_Dataset entries_:
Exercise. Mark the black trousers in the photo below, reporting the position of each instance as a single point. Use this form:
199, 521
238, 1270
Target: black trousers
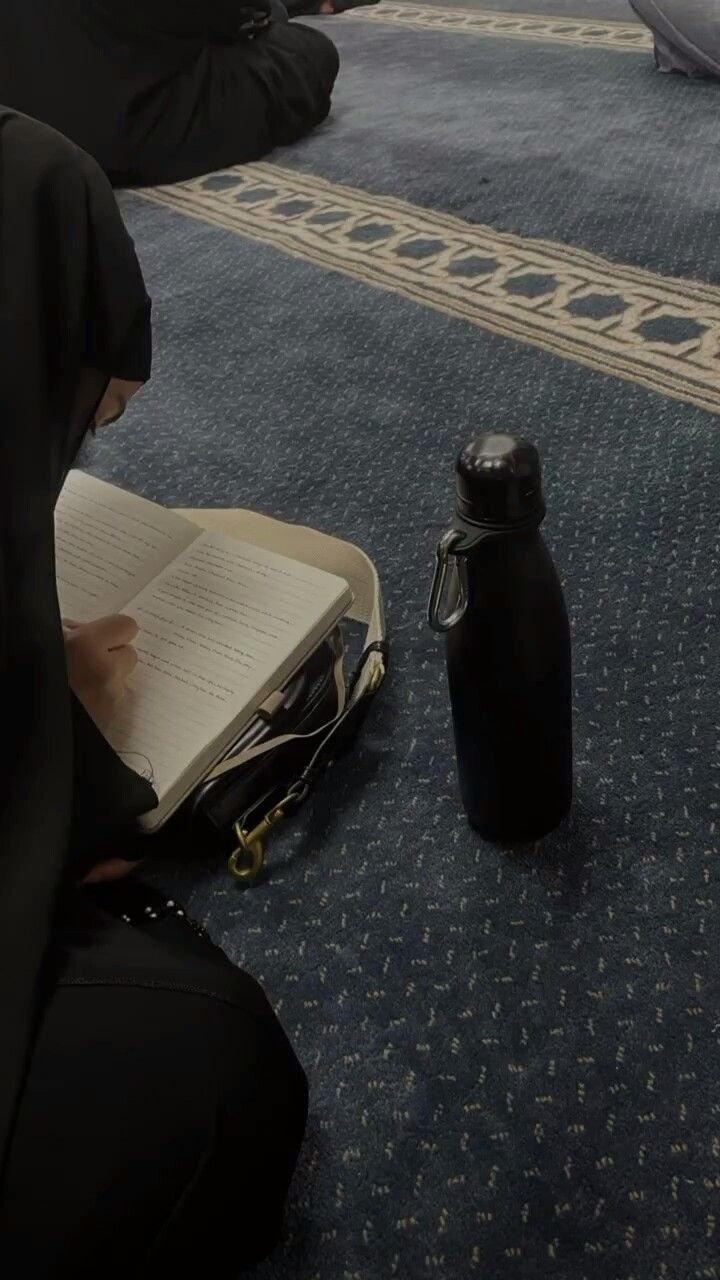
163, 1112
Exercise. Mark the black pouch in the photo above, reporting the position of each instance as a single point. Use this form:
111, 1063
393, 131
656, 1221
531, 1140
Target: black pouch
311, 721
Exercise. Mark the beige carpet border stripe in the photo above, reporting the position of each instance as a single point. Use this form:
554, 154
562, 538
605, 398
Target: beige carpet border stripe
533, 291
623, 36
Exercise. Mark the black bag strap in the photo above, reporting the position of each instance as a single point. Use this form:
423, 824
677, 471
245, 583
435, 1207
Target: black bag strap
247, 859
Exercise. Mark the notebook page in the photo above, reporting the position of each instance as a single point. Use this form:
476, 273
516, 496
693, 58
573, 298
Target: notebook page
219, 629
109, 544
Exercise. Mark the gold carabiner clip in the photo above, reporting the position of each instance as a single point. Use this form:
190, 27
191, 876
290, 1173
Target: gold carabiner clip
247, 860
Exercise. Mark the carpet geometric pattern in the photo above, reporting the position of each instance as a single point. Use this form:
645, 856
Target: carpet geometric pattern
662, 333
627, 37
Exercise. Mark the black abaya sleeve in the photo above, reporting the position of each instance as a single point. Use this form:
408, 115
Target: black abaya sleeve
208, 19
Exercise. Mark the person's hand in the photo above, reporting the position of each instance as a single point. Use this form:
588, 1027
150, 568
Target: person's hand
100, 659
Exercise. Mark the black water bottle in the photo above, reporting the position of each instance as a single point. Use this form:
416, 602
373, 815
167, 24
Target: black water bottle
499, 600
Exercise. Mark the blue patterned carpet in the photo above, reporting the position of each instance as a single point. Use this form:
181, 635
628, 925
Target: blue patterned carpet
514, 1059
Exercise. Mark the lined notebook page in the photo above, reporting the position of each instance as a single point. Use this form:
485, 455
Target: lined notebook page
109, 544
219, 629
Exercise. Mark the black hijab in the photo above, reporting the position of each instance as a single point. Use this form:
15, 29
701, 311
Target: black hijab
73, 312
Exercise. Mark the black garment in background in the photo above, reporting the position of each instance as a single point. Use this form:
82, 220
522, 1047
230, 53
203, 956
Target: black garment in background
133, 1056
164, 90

_What to do_:
Repeat the listing in full and exactly. Do not include any images.

_The response_:
Exercise. Mark the black trousers in the photo below, reporting the position of each instance as a single point. Use this form:
199, 521
238, 1270
Target: black trousers
163, 1112
Exercise. Mark the black pouch in the photo above, reporting the position of each instance as a single point. Use this form:
111, 1063
393, 131
656, 1221
531, 1140
Target: black pouch
311, 721
Exercise. Mark the beige carpet border stripe in the photo above, reporting the position of each instance as a single point. Use this form:
554, 154
562, 538
605, 398
Target: beige carpet border stripe
533, 291
623, 36
Exercise. Mark the black bag strap in the photo above, reporting the position of each instance as a single point. Use this form:
423, 824
677, 471
245, 583
435, 1207
Target: black bag strap
247, 859
Exercise. Mark the notebook page in the photo above, reporting the position of each instance as a single point. Use this form:
476, 273
516, 496
693, 58
573, 298
Target: notebook page
219, 629
109, 544
Exercise. Mark the gold carabiner clip in the photo above, reporting the position of each instance as a single point. Use this form:
190, 27
191, 876
290, 1173
Target: gold carabiner clip
247, 860
Exercise. Mark the carpet geometric pattern in the photo above, reporting the position of each instance as a single point. Use this form:
645, 856
Target: carpet geometric pattern
662, 333
627, 37
Exercise. Mark the black abaya sleeve in the photo above, reporting the position of each instance as a single point. Use this form:
408, 115
Target: black abaya sleeve
208, 19
Exercise. Mark the person's hand in the photo above, reporting the position of each instance as a single point. Use this form:
588, 1027
150, 568
Target: person's hand
100, 659
Exercise. Mark the black water bottle in the photo above, reporting the position of each instance as a single point. Use this form:
416, 602
373, 815
167, 24
Target: black water bottle
499, 600
Exercise. Mark the blue patterned carpet in the photo above, reporting the position of each instance as a single point. Use this form:
181, 635
628, 925
Target: blue patterned carpet
514, 1059
Exercise. Mark the lined notebook page in the photo above, reporting the position of each instance as a single point. Use this form:
485, 455
Target: lined notebook page
109, 544
219, 629
Exercise. Mark the black hijab in the photo above, reporting the position of each instance as a single point. Use this form:
15, 29
701, 311
Target: black hijab
73, 312
Exercise. Mark the black garment in background in the photo above, reporting the position of each instance as a single point. Use this form:
82, 220
522, 1047
230, 53
203, 956
Target: black garment in background
133, 1056
164, 90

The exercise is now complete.